On the other hand, to say that it is a mitzvah gedolah to teach Torah and yirat shamayim to women is not to say that the Ḥafetz Ḥayyim wished to extend the commandment of Talmud Torah to include women.[44] That conflates the commandment of Talmud Torah, which applies only to Jewish men, with the obligation of teaching yiddishkeit to Jewish women through teaching them, inter alia, selections from Tanakh. While the Ḥafetz Ḥayyim emphasizes the former repeatedly and at great length in his writings and public activity, he barely mentions the latter. One need only compare his brief mention of teaching girls “ḥumash, nevi’im, ketuvim” in his footnote in Likutei Halakhot with his frequent statements about the necessity of teaching ḥeder boys ḥumash with Rashi “without skipping anything.” Even after his return to Radin, his public activities on behalf of women’s observance focused mainly on family purity, modesty, shabbat, and kashrut – not girls’ education.

# # #

Can you return the passage on the Ḥafetz Ḥayyim and teaching Torah to women word for word, in full?

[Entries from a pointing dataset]
# # #

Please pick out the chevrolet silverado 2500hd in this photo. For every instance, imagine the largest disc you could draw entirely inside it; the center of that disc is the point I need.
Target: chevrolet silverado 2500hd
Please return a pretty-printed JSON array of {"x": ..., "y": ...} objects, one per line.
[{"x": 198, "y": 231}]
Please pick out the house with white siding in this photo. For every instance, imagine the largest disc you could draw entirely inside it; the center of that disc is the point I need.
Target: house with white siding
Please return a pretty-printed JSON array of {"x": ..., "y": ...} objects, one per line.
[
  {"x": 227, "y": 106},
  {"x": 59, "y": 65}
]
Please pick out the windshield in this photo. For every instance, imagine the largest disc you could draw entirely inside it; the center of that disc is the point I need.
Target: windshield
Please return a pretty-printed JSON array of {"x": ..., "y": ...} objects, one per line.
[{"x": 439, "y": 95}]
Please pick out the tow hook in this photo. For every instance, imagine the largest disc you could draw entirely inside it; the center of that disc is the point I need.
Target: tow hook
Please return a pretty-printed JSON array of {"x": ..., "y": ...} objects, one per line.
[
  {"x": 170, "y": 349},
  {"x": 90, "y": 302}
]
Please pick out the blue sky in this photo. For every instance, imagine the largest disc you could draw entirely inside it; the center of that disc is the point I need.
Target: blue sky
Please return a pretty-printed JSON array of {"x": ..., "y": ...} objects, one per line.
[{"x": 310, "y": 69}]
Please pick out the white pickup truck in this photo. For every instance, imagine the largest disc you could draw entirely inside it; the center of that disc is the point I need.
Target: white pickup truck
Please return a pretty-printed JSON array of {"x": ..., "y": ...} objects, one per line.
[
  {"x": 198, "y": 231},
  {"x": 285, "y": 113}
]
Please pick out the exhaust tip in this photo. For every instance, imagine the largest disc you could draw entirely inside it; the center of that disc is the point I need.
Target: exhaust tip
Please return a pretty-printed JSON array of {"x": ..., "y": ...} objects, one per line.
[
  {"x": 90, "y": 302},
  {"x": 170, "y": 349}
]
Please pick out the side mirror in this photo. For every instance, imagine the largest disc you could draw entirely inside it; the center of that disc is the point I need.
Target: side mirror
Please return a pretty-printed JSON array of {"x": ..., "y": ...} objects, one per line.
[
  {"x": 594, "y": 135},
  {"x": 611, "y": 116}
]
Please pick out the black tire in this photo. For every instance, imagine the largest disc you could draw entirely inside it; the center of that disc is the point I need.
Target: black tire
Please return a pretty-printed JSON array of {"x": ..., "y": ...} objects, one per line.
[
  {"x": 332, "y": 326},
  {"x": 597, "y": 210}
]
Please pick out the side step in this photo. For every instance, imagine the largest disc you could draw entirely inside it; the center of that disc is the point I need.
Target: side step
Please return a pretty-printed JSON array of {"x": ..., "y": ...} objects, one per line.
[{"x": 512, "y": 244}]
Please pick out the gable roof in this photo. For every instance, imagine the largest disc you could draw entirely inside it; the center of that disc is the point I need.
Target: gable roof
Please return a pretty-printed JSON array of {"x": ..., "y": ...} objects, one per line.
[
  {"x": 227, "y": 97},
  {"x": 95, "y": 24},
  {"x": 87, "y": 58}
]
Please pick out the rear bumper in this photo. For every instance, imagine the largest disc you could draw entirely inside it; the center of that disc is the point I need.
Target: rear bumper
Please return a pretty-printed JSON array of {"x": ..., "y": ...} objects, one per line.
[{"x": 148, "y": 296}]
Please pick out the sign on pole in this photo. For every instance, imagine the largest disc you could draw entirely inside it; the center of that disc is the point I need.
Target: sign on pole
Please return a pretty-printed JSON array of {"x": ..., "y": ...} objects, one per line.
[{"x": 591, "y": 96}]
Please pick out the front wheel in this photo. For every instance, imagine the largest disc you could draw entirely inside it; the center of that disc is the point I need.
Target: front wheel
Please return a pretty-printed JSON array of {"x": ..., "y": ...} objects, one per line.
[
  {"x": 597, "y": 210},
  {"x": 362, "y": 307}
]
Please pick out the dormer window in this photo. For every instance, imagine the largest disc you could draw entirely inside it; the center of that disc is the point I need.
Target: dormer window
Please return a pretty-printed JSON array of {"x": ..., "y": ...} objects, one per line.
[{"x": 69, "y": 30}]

# # #

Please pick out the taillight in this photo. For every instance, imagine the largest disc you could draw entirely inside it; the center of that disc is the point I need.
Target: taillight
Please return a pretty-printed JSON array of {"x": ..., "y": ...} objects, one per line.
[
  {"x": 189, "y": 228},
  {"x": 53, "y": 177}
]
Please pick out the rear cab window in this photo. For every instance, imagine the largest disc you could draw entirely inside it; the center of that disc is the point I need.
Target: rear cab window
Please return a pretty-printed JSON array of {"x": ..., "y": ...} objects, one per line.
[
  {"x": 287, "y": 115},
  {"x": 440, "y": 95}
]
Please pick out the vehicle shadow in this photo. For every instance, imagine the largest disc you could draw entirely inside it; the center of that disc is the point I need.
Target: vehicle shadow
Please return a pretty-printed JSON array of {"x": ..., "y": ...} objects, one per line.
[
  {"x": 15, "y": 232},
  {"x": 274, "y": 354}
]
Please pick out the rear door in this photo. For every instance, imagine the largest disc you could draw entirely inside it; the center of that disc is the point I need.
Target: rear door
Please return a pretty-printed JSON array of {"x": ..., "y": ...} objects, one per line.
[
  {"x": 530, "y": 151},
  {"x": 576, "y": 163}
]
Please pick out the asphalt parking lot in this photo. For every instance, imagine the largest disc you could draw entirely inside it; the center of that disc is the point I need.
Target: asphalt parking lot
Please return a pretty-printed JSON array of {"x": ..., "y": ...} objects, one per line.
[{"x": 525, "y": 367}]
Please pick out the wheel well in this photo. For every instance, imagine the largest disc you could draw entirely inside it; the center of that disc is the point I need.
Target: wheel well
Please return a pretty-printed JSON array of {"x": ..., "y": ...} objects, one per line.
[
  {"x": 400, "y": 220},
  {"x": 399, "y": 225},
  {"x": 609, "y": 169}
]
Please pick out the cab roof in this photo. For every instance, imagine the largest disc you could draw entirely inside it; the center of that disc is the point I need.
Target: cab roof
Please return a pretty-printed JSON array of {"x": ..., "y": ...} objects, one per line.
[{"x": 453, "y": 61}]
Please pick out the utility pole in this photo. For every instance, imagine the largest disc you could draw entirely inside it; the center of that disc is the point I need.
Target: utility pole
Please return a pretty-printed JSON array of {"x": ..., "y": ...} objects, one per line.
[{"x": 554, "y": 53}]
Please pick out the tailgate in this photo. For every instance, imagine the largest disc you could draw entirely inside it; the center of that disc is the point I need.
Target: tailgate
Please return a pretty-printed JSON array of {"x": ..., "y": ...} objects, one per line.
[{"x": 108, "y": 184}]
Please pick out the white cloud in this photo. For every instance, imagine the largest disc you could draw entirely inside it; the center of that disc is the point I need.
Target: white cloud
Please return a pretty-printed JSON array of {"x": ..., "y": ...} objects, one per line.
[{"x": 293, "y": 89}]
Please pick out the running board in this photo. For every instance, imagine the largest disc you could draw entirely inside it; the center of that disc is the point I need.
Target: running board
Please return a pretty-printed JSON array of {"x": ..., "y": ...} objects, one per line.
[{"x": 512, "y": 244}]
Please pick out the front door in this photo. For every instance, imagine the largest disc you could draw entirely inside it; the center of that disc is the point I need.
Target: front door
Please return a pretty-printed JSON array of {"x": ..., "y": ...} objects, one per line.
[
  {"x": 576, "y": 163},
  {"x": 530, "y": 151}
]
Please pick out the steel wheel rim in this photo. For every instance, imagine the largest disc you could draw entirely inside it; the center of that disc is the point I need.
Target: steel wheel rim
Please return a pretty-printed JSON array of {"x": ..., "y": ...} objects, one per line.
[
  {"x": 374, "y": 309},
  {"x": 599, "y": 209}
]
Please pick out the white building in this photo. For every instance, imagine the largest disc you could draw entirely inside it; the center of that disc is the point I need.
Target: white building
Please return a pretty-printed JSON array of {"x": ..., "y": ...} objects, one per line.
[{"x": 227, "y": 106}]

# # #

- _FULL OUTPUT_
On the other hand, to say that it is a mitzvah gedolah to teach Torah and yirat shamayim to women is not to say that the Ḥafetz Ḥayyim wished to extend the commandment of Talmud Torah to include women.[44] That conflates the commandment of Talmud Torah, which applies only to Jewish men, with the obligation of teaching yiddishkeit to Jewish women through teaching them, inter alia, selections from Tanakh. While the Ḥafetz Ḥayyim emphasizes the former repeatedly and at great length in his writings and public activity, he barely mentions the latter. One need only compare his brief mention of teaching girls “ḥumash, nevi’im, ketuvim” in his footnote in Likutei Halakhot with his frequent statements about the necessity of teaching ḥeder boys ḥumash with Rashi “without skipping anything.” Even after his return to Radin, his public activities on behalf of women’s observance focused mainly on family purity, modesty, shabbat, and kashrut – not girls’ education.